>> BEGIN PAGE TEXT

Lounsbury suggested that 12 Lamat may have been calculated as a theoretical entry date because it is the earliest 12 Lamat that produces predictions accurate enough to make the table useful. However, it is likely that throw backs have augural or ritual purposes.  Because Mayan scribes conceived of time as cyclical, historical intersections between cycles provided the basis for prediction of future events.

For example, the Chilam Balam of the post-Conquest era was responsible both for  predicting the fate of the coming katun from knowledge of events in past katuns that began on the same tzolk'in date, and for recording events for the benefit of his successors.

Information about astronomical and perhaps other events that coincided with the eclipse cycle presumed to begin on 12 Lamat may be imbedded in the eclipse pages. For example, Closs notes that the 32nd eclipse station in the table is dated to 13 Ahaw, when an eclipse was actually visible in the Yucatan. Since this is the only case in Maya history in which an eclipse coincided with a katun end, it was likely regarded as particularly significant. It is also memorialized on both Quirigua Stela E and in the Paris Codex.(15)

It is also possible that the 12 Lamat base date was attached to the table to preserve links with other material in the Codex. Aveni has shown examples of eclipse cycles imbedded in the Venus table.(16)

Hofling has pointed to eclipse imagery in the illustrations accompanying auguries in the Moon Goddess almanacs (pages 16-23 of the Codex), and has demonstrated that some intervals in the almanacs correspond to the eclipse cycles in the eclipse table. (17)


Recycling the table

After a complete run through the table, it can be re-entered after a lapse of one day on another 12 Lamat. Evidence that the almanac was intended to be recycled is provided by a table of multiples of 11,960 ( on pages 51a and 52a. As Thompson notes, there are some "irregularities" in the table, but its general purpose is clear.(18)

Below the table of multiples, tzolk'in dates are listed. The first three rows repeat 12 Lamat, 1 Akbal, and 3 Etz'nab respectively, the tzolk'in dates on which an almanac cycle can begin.

Although the table can be recycled, error accumulates with each re-use. Because the 11,960 day cycle from 12 Lamat to 12 Lamat is 0.11 day longer than 405 lunations (= 11,959.89 days), the time of the new moon is shifted by 0.11 days after one cycle through the almanac. After 8 passes, the entry date will be a full day from the time of new moon.  A more serious problem affects the warning stations at 177/148 day intervals.

These function as eclipse warning dates because the eclipse half-year (6 draconic months) is between 5 and 6 lunar months long. But 11,960 days is about 1.6 days longer than a whole multiple of the eclipse half-year. This means that the warning dates are displaced by this amount in the second use of the table.

In 1930, J. E. Teeple showed that the warning dates may have remained useful for longer than the calculation above suggests. He noted that when the tzolk'in warning days (including both the central date and those ±1 one day from it) are plotted on a double tzolki'n , they cluster in three groups of dates that are equally spaced in the 520 day cycle, marking distinct "eclipse seasons", each about 32 days long. This is a consequence of the fact that two tzolk'in cycles are very close to three eclipse half-years.

>> END PAGE TEXT
>> BEGIN STORED ROWS

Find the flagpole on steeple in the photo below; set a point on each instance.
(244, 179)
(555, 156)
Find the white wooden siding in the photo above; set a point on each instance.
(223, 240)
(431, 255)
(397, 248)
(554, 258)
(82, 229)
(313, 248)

>> END STORED ROWS

[COMPLETE THE FOLLOWING]
a: In the text on the Maya eclipse table, by how much does the 11,960-day cycle from 12 Lamat to 12 Lamat exceed 405 lunations?
b: Please print the stretch of the eclipse-table text from "After a complete" through "purpose is clear.(18)".

[SOLUTIONS BELOW]
a: 0.11 day

b:
After a complete run through the table, it can be re-entered after a lapse of one day on another 12 Lamat. Evidence that the almanac was intended to be recycled is provided by a table of multiples of 11,960 ( on pages 51a and 52a. As Thompson notes, there are some "irregularities" in the table, but its general purpose is clear.(18)